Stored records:
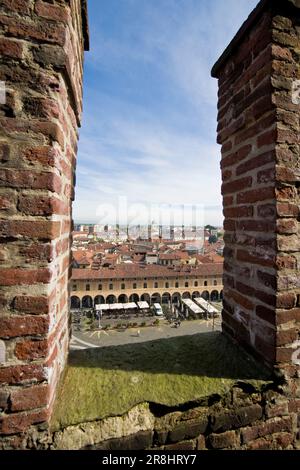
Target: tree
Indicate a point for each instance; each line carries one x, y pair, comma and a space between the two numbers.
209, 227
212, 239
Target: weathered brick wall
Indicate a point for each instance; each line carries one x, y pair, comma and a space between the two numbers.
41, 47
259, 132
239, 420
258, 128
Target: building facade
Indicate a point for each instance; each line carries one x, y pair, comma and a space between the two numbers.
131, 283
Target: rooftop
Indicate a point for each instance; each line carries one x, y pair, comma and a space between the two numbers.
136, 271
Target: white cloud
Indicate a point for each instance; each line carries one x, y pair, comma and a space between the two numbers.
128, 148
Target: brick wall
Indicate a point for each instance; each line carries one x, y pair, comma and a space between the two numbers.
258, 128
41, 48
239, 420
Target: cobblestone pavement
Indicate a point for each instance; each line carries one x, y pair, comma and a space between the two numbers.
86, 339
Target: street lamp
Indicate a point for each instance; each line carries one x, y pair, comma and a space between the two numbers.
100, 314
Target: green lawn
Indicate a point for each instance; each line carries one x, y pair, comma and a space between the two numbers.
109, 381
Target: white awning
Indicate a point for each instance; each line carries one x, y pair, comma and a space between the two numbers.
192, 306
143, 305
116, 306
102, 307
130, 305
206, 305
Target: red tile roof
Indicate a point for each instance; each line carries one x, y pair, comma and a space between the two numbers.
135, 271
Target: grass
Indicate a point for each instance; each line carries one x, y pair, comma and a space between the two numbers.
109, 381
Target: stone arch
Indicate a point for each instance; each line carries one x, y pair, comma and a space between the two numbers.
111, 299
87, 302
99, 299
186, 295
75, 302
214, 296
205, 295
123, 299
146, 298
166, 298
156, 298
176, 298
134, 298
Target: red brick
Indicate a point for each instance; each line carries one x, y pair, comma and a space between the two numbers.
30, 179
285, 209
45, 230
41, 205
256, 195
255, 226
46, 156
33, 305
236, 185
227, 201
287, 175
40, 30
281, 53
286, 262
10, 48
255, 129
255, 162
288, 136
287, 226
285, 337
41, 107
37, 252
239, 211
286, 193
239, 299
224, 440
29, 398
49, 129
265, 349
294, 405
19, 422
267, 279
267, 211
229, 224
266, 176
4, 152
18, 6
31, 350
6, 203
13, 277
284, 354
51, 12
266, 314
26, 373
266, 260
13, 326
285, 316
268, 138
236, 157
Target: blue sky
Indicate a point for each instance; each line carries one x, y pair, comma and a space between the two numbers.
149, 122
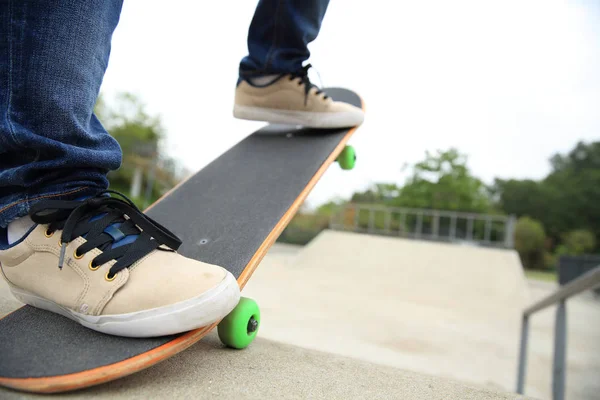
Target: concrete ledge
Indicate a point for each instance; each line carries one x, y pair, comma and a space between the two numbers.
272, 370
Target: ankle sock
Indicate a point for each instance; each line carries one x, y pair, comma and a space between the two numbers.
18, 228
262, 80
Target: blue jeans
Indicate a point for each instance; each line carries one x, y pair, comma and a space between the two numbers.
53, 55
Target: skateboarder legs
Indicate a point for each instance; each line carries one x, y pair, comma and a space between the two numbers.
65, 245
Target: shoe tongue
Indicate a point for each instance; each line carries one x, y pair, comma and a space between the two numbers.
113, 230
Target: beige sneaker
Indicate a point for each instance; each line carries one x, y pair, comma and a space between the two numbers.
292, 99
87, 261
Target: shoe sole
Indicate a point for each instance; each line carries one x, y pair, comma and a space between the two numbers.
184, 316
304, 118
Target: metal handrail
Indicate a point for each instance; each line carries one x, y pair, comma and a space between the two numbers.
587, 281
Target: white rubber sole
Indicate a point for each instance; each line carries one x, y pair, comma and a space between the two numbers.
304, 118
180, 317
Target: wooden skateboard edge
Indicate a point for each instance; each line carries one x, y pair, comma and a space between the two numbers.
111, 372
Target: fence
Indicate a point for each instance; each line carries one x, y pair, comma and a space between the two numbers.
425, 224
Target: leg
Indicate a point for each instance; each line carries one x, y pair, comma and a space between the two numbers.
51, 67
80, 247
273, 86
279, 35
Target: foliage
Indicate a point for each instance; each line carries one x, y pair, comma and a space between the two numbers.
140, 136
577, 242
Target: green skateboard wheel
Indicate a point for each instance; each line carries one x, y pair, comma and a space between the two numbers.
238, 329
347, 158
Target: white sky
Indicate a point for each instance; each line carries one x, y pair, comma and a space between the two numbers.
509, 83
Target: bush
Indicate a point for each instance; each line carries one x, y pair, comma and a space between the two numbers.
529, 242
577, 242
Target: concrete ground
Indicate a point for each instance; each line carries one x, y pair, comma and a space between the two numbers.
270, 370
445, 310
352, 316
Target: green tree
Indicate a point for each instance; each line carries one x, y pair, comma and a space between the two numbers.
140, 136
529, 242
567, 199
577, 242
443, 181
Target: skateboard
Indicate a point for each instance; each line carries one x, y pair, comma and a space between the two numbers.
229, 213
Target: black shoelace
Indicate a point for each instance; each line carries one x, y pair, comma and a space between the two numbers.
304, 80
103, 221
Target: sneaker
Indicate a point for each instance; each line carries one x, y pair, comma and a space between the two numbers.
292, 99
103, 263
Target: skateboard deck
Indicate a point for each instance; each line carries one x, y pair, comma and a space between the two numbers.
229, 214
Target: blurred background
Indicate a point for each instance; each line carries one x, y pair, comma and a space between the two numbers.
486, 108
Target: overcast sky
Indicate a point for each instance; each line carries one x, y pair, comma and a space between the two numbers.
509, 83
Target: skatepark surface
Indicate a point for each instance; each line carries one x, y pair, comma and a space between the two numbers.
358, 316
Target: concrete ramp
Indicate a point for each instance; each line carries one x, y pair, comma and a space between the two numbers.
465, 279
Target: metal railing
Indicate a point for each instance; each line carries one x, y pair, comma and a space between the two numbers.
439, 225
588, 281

---

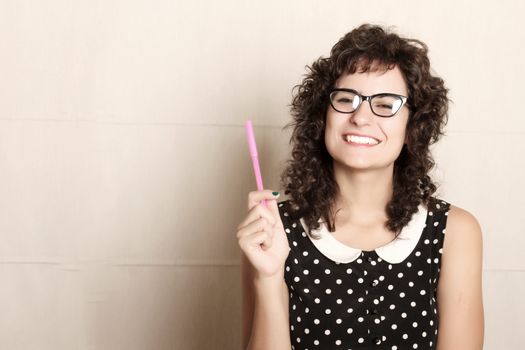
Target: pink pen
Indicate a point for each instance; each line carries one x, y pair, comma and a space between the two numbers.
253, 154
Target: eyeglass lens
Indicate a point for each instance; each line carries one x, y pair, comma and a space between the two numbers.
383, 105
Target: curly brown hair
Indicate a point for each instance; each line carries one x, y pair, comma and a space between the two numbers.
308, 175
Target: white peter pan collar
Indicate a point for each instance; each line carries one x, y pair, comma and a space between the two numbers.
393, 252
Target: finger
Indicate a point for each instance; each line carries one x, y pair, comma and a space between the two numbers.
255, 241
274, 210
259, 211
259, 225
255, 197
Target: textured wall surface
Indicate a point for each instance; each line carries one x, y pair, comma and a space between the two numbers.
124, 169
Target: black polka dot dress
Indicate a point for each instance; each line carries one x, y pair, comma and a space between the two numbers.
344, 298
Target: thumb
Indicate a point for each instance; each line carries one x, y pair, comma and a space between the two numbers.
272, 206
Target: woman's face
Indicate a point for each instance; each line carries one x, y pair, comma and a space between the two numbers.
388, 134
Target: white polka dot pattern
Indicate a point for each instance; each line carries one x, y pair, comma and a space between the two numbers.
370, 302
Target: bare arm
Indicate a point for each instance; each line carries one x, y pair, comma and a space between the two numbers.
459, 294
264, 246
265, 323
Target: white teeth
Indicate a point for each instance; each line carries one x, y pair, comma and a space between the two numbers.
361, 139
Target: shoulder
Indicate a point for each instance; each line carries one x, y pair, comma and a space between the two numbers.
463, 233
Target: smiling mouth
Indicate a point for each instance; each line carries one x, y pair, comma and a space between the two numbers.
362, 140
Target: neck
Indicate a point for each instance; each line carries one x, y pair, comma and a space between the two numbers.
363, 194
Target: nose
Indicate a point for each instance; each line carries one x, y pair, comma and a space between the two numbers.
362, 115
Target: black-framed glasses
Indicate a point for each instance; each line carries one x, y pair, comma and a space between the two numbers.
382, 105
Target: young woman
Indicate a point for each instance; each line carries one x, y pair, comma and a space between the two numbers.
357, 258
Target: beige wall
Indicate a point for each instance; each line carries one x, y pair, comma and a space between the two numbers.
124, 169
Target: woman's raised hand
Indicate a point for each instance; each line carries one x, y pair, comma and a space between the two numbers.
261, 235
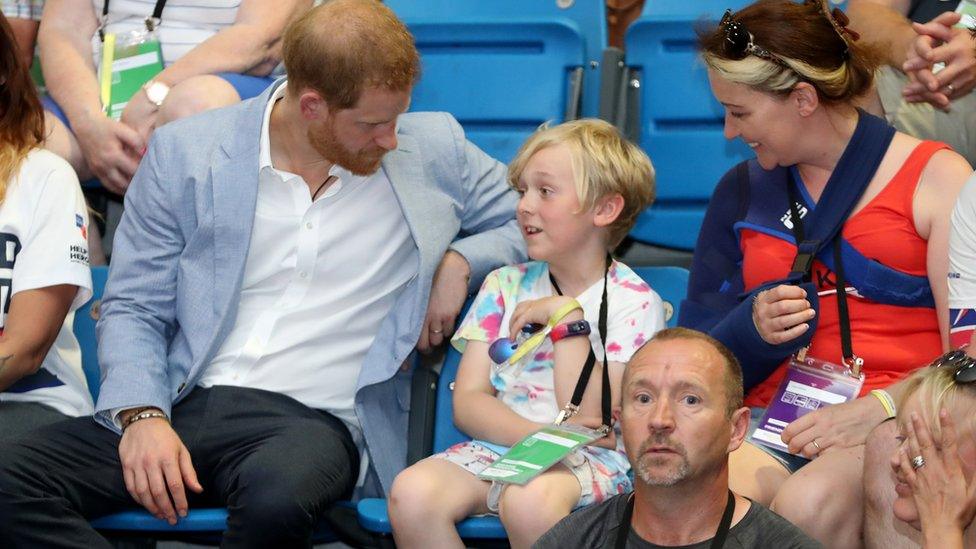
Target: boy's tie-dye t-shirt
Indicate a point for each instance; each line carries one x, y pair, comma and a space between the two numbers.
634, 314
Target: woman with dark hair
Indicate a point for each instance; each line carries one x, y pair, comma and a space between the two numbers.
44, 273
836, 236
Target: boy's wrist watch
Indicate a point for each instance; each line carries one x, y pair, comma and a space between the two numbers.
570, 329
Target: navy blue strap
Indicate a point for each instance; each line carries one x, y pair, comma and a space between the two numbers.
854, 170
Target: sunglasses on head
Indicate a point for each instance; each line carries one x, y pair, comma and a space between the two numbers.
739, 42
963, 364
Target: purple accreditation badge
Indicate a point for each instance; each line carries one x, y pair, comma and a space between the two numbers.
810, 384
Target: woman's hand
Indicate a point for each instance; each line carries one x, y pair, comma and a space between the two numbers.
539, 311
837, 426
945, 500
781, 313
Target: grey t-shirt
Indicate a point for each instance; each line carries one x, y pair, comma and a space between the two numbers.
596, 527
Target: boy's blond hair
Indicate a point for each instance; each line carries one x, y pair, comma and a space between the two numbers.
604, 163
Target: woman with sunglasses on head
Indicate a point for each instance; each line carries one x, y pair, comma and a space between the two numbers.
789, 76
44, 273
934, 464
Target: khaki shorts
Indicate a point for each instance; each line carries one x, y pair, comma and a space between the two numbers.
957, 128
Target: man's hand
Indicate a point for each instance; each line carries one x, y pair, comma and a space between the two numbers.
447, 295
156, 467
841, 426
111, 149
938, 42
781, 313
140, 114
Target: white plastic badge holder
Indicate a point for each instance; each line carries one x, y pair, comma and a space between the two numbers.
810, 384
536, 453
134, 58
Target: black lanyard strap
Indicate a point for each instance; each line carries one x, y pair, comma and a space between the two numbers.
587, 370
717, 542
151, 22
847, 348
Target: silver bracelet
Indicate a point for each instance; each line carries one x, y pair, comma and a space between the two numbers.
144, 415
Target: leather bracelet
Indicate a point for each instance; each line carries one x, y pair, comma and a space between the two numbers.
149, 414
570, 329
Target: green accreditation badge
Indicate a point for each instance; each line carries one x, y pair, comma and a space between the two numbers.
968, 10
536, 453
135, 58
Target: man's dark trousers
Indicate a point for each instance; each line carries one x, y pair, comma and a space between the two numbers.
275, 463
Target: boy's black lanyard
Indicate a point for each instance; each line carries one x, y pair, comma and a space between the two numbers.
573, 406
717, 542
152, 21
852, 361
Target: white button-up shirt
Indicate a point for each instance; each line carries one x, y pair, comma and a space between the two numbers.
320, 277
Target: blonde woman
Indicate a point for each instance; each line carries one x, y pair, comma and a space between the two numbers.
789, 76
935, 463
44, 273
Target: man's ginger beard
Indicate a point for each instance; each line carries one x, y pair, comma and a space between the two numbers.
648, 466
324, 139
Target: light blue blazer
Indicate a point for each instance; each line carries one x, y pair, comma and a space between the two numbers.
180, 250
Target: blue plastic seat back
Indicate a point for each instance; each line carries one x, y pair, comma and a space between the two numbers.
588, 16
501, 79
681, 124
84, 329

* * *

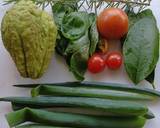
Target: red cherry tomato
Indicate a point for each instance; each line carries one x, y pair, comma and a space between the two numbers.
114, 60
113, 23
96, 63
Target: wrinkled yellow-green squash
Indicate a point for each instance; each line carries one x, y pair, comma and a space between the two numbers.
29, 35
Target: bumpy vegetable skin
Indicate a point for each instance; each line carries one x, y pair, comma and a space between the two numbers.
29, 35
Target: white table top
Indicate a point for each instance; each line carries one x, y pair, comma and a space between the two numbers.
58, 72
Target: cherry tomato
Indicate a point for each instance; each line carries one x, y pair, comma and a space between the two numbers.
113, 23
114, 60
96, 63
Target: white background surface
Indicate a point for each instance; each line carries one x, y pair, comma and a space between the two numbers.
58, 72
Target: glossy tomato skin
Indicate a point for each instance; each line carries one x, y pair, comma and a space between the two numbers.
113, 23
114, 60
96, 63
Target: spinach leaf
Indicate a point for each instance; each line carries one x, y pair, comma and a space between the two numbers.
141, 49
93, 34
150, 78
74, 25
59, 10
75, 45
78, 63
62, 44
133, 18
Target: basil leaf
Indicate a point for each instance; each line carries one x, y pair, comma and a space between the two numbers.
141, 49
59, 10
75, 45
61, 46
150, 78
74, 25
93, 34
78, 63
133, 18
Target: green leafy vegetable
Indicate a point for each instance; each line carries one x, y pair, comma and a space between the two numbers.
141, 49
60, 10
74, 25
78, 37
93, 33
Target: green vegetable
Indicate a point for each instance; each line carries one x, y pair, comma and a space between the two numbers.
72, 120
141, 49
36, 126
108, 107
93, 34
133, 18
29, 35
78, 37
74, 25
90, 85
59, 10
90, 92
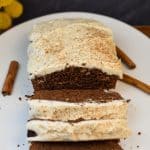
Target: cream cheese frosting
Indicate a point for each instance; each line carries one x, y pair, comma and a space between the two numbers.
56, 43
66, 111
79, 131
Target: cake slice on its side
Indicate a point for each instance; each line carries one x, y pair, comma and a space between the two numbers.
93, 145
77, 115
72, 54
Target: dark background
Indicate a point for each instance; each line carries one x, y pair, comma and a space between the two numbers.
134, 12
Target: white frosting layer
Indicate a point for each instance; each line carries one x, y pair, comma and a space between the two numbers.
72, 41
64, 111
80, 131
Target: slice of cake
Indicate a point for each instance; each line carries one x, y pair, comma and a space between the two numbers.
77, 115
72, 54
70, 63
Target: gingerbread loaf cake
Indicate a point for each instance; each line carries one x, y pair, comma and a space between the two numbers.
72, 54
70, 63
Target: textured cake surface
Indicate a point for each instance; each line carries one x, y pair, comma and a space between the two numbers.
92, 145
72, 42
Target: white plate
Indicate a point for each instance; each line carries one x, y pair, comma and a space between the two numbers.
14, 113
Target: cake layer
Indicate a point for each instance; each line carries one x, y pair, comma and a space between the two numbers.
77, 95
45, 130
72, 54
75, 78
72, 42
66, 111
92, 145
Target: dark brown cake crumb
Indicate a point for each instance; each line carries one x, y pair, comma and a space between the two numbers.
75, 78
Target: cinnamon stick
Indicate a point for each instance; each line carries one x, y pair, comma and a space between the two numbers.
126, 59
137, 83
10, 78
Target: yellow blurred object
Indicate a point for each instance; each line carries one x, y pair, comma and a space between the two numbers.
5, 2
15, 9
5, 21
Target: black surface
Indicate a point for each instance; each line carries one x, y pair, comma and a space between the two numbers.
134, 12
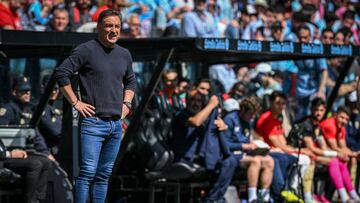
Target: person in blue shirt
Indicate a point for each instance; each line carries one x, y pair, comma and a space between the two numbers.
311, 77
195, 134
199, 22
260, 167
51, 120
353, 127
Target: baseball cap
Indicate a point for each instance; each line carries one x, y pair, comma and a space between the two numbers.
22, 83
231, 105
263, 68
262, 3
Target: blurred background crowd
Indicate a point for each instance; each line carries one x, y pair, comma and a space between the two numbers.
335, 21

The problem: List each line in the records above that contains the string "woman".

Solution for this task:
Target: woman's face
Target: young woman
Target: woman's raised hand
Target: woman with dark hair
Target: woman's hand
Target: woman with sunglasses on head
Target: blonde woman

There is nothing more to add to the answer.